:: SOURCE MATERIAL ::
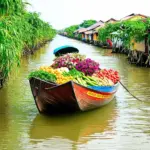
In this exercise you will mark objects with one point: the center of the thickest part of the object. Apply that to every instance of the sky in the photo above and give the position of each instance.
(63, 13)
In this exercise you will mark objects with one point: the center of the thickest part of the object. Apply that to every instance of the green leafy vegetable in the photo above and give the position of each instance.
(43, 75)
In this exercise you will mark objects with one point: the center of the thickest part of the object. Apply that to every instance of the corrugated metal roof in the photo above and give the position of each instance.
(93, 26)
(133, 15)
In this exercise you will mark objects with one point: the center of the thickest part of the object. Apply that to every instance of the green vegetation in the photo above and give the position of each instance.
(19, 31)
(10, 7)
(126, 31)
(87, 23)
(70, 30)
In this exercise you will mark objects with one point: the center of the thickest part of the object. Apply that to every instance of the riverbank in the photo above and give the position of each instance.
(21, 35)
(135, 57)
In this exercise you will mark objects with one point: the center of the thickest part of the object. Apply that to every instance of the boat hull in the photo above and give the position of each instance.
(69, 97)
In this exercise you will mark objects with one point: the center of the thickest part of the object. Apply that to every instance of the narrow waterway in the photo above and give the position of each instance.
(124, 124)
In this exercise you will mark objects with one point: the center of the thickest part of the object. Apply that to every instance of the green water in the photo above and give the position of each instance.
(124, 124)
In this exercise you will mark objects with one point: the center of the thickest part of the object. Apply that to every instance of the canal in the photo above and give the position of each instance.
(123, 124)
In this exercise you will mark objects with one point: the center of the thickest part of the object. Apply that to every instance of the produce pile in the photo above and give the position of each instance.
(78, 68)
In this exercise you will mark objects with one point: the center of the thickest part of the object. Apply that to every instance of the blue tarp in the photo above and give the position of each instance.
(65, 47)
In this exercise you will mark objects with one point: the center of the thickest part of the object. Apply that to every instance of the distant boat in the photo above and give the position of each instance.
(69, 97)
(65, 49)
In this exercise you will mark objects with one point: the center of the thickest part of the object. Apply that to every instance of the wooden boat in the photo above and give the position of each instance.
(65, 49)
(69, 97)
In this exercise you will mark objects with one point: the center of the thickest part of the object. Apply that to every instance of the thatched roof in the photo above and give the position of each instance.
(132, 16)
(79, 30)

:: WHAT IS EXPECTED ::
Quote the data exactly, leaving every image out of the copy.

:: EXERCISE SOLUTION ::
In this exercise you will mark objects with one point: the center of the thickest part of the object. Apply that to every instance of the sky in the photo above and give the position of each instance.
(63, 13)
In this exercise you will mark objects with one point: the center of the thickest part of the object. Apply that to every instance of the green leafy vegetable in the photo above and give the position of each instance.
(43, 75)
In this exercise you will mark objects with one point: the center of the thickest part of the object. Apply that to every instance of the corrugated metal roof in the photo above and give the position of each instance.
(93, 26)
(133, 15)
In this exercise you will mark objects with one point: the center of the thickest part of the object. Apply that to every instance of the green vegetation in the photo above and give the position of each instance.
(19, 31)
(10, 7)
(126, 31)
(87, 23)
(70, 30)
In this exercise you will mark objects with one point: the center of the thickest part of the object. Apply that to every instance of the riverbank in the photo above and give the position of each instance.
(21, 35)
(135, 57)
In this exercise you will mark objects with one point: the center of the thickest part of the object. Apply that to every instance of the boat hull in the photo above and give the position of each instance.
(69, 97)
In this exercise you will mark objects with one point: the center of the thickest part of the object. Apply that to every instance of the narrow waterway in the photo above and give the position of each instance.
(124, 124)
In this exercise you will mark objects with one point: the center of the thickest part of the object. Apply that to every instance of the green water in the photo above and give the position of each instance.
(124, 124)
In this exercise you will mark objects with one point: the center of the thickest part of the object. Apply that to every instance of the canal in the photo above and give the position of each instance.
(123, 124)
In this exercise you will mark objects with one point: the center of the thickest part of the object. Apply that to every instance of the produce pile in the photo above and give the position of each instance.
(78, 68)
In this exercise you will mark objects with one point: the center of the thickest part of the object. Apply that to every instance of the blue tarp in the photo above and give the position of each instance.
(65, 47)
In this exercise you will mark objects with one point: the center of the thickest part of the object. Apply that to every instance of the distant boat in the photo above and give the position of each instance.
(69, 97)
(65, 49)
In this exercise you will mark objects with one point: the center of the thickest part of the object. Apply that to every instance of the wooden boat in the photo above and give the position of each instance.
(65, 49)
(69, 97)
In this exercise you will mark objects with one point: the center of the thickest part of the object. Apply that to every instance of the thatched roof in the photo above and give the position of each instance.
(132, 16)
(79, 30)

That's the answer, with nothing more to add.